------ 本文抜粋
金日成「社会主義教育に関するテーゼ」

4 我が国の社会主義教育制度


 社会主義教育事業は、社会主義社会の本質にかなった先進的な教育制度にもとづいてのみ成功裏におこなうことができる。

 我が国の社会主義教育制度は、教育事業に社会主義教育学の基本原理を具現し、社会主義教育の目的達成を可能にする基本的保証である。

 我が国の社会主義教育制度の歴史的根元は、抗日革命闘争の時期にきずかれた。我々は抗日革命闘争の時期にチュチェ思想にもとづく革命的な教育路線をうちだし、それを具現して独創的な形式と方法で教育活動をおこなった。その過程で革命人材養成の貴い経験が蓄積され、我が党の栄えある革命的教育伝統がきずかれた。抗日革命闘争の時期に創造された新しい教育制度は、我が国の社会主義教育制度の原型となった。

 我々は解放後、反帝反封建民主主義革命の時期に、新しい祖国建設のための社会経済改革の一環として、日本帝国主義の植民地奴隷教育制度を撤廃し、人民的で民主主義的な教育制度を創設した。民主主義教育制度は革命と建設の前進にともなってさらに強化され、しだいに社会主義教育制度へと発展した。社会主義革命が完遂され、社会主義建設が本格的に進められる段階にいたって、教育体系と教育内容、教育方法が社会主義社会の要求に応じて改編され、社会主義教育制度が全面的に確立した。
------------
▶ 練習問題
1 – 本文抜粋によると、我が国の社会主義教育制度の原型となったものは何か。
2 – リストのうち、「I want to know which element is the ice field.」を含む行からリストの末尾までを、「Provide」を「Return」に差し替えて書き直せ。それ以外は変えないこと。
------ データ一覧
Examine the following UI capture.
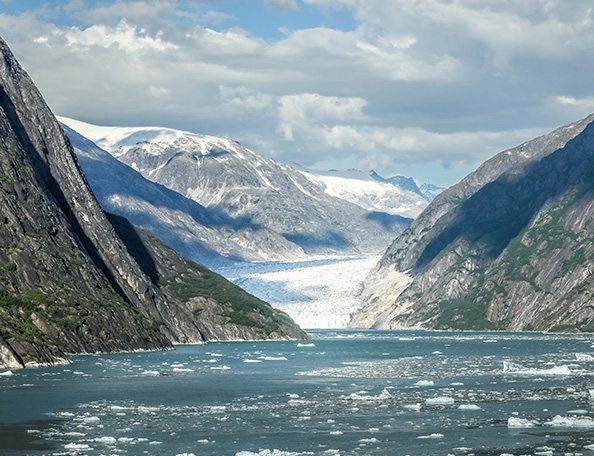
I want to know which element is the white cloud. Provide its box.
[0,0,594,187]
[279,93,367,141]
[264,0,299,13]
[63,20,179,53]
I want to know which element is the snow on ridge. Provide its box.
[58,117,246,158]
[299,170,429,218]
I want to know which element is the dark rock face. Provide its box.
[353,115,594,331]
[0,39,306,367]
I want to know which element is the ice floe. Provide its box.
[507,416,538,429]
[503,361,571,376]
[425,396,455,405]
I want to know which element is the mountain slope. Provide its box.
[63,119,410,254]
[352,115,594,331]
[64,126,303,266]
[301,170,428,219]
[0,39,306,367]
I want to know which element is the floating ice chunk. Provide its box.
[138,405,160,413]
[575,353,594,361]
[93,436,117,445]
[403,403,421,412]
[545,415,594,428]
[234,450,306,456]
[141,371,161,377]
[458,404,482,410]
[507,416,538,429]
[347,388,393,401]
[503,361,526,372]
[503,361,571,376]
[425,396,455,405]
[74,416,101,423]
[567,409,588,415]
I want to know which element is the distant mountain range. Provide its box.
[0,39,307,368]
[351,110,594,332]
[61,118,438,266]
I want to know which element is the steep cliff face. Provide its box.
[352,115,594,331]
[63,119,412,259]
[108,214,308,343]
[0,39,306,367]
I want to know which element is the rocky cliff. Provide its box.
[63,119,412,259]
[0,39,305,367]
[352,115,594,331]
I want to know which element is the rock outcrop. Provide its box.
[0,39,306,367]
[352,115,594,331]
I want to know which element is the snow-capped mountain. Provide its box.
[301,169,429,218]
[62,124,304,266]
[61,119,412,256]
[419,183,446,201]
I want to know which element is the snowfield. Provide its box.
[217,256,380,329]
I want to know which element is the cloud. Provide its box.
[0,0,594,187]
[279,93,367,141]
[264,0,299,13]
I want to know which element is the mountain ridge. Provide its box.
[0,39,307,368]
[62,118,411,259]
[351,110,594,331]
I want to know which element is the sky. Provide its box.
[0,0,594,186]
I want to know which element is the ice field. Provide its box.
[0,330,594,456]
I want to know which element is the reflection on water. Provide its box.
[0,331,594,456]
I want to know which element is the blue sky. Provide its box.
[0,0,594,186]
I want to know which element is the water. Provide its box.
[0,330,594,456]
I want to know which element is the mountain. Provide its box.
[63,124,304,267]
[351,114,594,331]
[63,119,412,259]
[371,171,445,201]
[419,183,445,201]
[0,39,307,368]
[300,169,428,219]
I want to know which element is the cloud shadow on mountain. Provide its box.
------------
▶ 解答
1 – 抗日革命闘争の時期に創造された新しい教育制度。

2 –
I want to know which element is the ice field. Return its box.
[0,330,594,456]
I want to know which element is the reflection on water. Return its box.
[0,331,594,456]
I want to know which element is the blue sky. Return its box.
[0,0,594,186]
I want to know which element is the water. Return its box.
[0,330,594,456]
I want to know which element is the mountain. Return its box.
[63,124,304,267]
[351,114,594,331]
[63,119,412,259]
[371,171,445,201]
[419,183,445,201]
[0,39,307,368]
[300,169,428,219]
I want to know which element is the cloud shadow on mountain. Return its box.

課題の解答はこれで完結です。